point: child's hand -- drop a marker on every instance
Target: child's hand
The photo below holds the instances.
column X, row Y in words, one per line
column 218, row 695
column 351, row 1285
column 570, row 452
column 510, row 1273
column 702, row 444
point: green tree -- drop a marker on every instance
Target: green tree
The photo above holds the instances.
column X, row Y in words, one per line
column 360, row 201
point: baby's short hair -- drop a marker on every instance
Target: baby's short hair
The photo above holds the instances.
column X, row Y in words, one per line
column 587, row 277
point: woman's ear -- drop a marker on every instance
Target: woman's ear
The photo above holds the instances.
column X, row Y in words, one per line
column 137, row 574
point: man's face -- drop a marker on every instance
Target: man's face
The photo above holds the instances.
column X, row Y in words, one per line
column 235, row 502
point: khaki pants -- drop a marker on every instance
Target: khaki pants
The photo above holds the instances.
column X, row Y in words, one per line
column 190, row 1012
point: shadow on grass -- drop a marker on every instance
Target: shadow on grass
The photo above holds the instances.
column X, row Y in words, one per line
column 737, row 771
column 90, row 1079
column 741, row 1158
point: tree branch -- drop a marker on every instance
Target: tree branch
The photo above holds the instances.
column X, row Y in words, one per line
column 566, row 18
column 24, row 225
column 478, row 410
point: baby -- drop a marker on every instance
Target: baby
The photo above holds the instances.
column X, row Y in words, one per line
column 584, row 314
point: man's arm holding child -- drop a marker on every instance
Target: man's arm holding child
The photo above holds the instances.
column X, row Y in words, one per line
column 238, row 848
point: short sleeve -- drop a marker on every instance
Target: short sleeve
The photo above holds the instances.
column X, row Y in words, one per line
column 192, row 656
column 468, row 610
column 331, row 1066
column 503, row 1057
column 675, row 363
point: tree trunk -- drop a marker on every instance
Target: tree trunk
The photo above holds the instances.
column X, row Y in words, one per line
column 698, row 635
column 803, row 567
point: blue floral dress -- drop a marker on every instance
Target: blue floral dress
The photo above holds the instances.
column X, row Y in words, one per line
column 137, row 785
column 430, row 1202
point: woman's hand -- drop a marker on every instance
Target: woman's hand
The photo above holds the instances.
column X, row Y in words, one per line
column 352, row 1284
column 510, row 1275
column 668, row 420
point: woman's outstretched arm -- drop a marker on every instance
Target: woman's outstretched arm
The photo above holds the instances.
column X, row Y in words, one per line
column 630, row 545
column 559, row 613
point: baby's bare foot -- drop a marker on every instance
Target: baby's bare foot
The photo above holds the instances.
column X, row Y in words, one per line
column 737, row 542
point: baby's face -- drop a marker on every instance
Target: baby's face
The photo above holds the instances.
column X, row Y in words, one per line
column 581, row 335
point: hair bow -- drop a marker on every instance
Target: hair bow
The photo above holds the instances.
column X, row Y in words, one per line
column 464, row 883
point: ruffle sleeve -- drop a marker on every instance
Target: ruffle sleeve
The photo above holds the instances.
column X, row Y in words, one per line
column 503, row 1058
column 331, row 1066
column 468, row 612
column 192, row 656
━━━━━━━━━━━━━━━━
• [Problem details] From the entries above, write out only the lines starting at the line that holds "Target: man's arm holding child" and ending at the line that holds "Target: baby's face", keeping both and matching them exactly.

• [Result]
Target: man's arm holding child
The photo above holds the instances.
column X, row Y in words, one per line
column 238, row 848
point: short sleeve -- drop a marker on every instance
Target: short sleeve
The photo above holds the instances.
column X, row Y in words, one per line
column 192, row 656
column 468, row 610
column 331, row 1066
column 503, row 1057
column 675, row 363
point: tree trunk -- drop a marker on every instance
Target: tree trunk
The photo above holds the instances.
column X, row Y in words, one per line
column 698, row 635
column 803, row 567
point: blue floral dress -- drop a marker on every instance
Target: blue floral dress
The photo above holds the instances.
column X, row Y in words, one per line
column 137, row 785
column 430, row 1202
point: woman's hand -- drop a marker on every instance
Target: woman's hand
The photo above holds the instances.
column X, row Y in words, one per line
column 352, row 1284
column 510, row 1275
column 668, row 420
point: woman's outstretched arm -- drop a marker on every instance
Target: woman's outstretched arm
The photo above holds the instances.
column X, row Y in words, one per line
column 630, row 545
column 559, row 613
point: baby's bare foot -- drop a marker on every instance
Target: baby's bare foot
The photo above holds the instances.
column X, row Y in words, one per line
column 737, row 542
point: baby's face -- drop a marker on every instance
Target: baby's face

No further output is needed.